▶ **Excerpted text**
··········

Ayer Mill Clock Tower
Visible from virtually every corner of the Lawrence, MA, the Ayer Mill Clock Tower dominates the city’s landscape. The tower is at the center of Lawrence’s history and the focal point of many of my photographs of her mills. This Story contains some of my personal favorite images of the Clock Tower taken from around the city, images of the interior from two separate visits, and some general facts about the Clock Tower and its history.
The Centerpiece
The Ayer Mill Clock Tower was built in 1910 as the centerpiece of the Ayer Mill, part of the American Woolen Company. It stands 267 feet tall, has four glass clock faces which, at 22.5 in diameter, are only six inches smaller than those London's Big Ben, making it the second largest four-faced chiming clock in the world.
When the textile industry migrated south in the 1950s, the mill closed, the clock stopped ticking, and the clock tower fell into serious disrepair.
The tower was restored to its past glory in 1991 through efforts led by Greater Lawrence Community Foundation and Essex County Community Foundation (ECCF), and contracted to M&A Architectural Preservation. The roof was repaired, clock mechanism restored, bell replaced, masonry restored, and new lighting system installed.
The Ayer Mill today is home to New Balance Factory Stores, while the Clock Tower is owned by the ECCF. which is responsible for its upkeep through a permanent endowment.
Outreach for Access
With the Ayer Mill Clock Tower a focal point of many of my images of Lawrence, I knew my work in the city wouldn’t be complete without photographs of its interior. It was the fall of 2010, and I had been photographing the mills and landscape of Lawrence for a few years. With fingers crossed, I reached out to the ECCF via email requesting access. They responded, indicating they were open to the idea.

··········

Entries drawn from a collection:
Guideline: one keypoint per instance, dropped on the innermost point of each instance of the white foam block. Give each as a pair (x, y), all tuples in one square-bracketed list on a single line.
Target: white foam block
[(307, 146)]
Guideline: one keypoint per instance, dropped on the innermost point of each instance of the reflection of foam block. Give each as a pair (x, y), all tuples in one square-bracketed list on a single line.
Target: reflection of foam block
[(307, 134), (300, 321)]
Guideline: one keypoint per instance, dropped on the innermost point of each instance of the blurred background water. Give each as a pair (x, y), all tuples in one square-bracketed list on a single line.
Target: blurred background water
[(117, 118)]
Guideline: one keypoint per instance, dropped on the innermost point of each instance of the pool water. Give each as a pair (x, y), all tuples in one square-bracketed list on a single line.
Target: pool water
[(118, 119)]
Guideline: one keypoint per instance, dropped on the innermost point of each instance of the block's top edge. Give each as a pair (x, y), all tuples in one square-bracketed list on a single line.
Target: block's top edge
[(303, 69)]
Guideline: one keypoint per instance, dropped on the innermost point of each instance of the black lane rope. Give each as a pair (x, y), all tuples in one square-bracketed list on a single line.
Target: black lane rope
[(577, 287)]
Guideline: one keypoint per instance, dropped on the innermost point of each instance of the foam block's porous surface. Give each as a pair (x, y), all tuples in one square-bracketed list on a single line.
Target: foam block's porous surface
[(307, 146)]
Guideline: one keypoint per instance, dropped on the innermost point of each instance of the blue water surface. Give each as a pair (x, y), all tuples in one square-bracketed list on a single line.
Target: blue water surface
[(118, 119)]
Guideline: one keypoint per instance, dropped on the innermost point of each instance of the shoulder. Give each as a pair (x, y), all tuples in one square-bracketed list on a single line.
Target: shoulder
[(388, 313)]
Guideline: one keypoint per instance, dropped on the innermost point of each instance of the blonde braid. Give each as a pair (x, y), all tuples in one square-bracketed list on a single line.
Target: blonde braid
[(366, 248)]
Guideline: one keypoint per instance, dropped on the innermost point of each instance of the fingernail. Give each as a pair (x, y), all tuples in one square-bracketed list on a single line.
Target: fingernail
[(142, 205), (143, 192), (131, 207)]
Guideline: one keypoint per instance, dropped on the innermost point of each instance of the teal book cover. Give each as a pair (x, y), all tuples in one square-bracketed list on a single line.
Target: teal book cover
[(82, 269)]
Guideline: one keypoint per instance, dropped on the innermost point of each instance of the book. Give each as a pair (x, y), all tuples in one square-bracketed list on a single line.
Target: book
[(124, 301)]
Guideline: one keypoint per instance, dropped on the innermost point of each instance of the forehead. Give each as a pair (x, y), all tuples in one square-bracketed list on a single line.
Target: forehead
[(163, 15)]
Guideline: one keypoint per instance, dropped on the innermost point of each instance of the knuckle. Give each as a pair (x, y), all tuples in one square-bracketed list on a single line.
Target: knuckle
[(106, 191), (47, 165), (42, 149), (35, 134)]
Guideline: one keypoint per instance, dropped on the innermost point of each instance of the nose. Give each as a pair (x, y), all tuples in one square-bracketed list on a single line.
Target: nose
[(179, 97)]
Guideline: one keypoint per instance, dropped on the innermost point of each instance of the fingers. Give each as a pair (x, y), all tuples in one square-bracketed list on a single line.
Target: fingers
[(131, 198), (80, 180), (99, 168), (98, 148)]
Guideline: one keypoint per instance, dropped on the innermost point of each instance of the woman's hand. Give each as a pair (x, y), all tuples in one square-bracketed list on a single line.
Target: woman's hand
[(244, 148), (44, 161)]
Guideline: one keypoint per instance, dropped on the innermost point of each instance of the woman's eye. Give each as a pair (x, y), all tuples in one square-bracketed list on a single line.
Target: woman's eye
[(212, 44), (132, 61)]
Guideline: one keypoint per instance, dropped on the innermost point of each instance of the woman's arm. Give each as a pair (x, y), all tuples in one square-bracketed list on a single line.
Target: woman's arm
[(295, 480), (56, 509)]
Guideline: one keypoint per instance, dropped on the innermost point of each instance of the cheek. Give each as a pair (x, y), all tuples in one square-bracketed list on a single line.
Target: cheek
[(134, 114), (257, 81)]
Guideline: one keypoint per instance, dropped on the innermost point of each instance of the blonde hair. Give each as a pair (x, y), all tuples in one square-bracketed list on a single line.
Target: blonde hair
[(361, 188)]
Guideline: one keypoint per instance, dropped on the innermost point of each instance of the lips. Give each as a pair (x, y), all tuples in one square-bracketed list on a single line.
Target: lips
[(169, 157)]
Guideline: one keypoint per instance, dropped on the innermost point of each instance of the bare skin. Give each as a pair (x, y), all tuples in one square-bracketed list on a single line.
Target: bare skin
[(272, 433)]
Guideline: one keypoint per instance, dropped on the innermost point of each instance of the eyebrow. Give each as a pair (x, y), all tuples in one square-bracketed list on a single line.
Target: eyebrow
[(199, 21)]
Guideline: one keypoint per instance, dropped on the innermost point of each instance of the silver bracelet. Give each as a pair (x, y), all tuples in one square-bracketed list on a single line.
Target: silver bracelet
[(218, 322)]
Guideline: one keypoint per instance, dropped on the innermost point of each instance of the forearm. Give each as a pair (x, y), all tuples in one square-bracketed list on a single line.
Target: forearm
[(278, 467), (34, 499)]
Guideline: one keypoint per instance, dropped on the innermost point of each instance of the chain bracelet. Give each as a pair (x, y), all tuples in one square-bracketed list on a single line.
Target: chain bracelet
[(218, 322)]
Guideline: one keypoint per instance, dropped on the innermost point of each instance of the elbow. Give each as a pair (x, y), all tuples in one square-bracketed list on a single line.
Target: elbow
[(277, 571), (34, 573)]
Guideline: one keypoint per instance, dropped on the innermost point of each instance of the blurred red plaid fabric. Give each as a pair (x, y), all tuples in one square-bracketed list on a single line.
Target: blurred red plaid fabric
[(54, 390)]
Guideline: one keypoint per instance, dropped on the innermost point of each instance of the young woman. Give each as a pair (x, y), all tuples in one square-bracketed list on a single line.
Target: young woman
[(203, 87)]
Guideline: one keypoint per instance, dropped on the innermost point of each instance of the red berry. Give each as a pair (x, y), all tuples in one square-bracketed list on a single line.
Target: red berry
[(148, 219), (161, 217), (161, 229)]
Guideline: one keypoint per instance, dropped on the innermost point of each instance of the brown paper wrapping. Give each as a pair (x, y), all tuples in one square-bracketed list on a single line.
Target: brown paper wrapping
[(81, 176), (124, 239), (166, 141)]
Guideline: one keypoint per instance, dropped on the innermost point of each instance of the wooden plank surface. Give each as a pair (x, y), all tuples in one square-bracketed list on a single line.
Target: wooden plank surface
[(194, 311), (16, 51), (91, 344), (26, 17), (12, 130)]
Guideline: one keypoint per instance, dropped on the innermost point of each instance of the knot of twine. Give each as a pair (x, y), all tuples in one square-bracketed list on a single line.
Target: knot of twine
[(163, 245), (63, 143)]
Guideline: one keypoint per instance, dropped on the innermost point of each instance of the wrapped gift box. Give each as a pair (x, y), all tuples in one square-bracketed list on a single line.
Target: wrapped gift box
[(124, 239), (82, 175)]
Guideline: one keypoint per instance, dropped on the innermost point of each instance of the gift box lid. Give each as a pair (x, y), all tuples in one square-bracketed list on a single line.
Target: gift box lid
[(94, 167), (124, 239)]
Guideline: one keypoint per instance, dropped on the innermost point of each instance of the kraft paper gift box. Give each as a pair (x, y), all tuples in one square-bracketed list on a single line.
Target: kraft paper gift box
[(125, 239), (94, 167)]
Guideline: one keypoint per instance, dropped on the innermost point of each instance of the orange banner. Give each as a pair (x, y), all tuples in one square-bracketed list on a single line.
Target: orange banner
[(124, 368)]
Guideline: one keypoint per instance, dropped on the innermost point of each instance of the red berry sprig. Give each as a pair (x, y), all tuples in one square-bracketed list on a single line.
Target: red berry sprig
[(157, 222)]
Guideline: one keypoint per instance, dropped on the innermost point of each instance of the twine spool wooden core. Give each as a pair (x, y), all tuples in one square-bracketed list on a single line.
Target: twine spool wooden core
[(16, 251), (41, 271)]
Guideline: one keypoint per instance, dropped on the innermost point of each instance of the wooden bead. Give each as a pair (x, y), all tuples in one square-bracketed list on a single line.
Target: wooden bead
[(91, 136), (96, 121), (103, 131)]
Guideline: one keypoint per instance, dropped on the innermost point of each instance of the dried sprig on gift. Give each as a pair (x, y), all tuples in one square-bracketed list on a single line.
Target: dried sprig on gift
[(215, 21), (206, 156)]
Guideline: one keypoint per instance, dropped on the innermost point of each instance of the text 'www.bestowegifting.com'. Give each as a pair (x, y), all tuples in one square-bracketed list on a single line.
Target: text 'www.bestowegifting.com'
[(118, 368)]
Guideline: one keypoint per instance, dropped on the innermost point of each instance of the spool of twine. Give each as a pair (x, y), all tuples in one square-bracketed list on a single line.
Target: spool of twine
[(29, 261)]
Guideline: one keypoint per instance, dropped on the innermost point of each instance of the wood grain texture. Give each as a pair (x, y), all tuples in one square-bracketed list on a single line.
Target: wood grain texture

··········

▶ **Actions to take**
1/ According to the Ayer Mill Clock Tower text, which organization owns the Clock Tower today?
2/ Repeat word for word the part of the Ayer Mill Clock Tower text starting at "The tower was" and ending at "a permanent endowment.".

▶ **Answers for the tasks**
1/ The Essex County Community Foundation (ECCF) owns the Clock Tower.

2/
The tower was restored to its past glory in 1991 through efforts led by Greater Lawrence Community Foundation and Essex County Community Foundation (ECCF), and contracted to M&A Architectural Preservation. The roof was repaired, clock mechanism restored, bell replaced, masonry restored, and new lighting system installed.
The Ayer Mill today is home to New Balance Factory Stores, while the Clock Tower is owned by the ECCF. which is responsible for its upkeep through a permanent endowment.